▶ [Task instructions] List every line in the rows below that contains the string "white". Case counts.

──────

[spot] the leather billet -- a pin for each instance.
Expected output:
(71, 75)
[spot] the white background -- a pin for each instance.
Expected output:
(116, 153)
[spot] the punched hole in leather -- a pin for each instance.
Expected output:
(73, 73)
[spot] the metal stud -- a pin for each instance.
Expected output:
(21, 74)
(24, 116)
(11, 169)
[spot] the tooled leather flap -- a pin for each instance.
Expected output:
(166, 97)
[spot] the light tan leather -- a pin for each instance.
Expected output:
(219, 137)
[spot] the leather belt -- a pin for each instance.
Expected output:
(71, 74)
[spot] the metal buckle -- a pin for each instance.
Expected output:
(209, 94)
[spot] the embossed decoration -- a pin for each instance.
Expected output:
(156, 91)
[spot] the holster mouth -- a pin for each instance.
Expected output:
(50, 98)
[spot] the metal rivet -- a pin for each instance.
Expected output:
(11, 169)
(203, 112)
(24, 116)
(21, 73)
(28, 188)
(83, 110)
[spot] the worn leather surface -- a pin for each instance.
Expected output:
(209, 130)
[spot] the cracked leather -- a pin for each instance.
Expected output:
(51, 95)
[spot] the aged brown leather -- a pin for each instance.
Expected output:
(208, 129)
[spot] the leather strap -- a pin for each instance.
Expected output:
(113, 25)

──────

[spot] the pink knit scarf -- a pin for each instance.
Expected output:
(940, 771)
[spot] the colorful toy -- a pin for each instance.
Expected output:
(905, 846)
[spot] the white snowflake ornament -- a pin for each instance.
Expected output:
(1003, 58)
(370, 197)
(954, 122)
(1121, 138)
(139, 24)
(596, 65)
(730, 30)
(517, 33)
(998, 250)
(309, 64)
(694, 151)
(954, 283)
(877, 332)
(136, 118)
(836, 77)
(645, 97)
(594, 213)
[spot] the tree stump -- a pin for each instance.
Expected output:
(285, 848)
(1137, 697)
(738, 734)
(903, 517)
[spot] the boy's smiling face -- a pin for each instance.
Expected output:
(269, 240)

──────

▶ [Solved exercise]
[spot] the white background -- a pin for each instance.
[spot] the white snowflake ornament -- a pin for each instance.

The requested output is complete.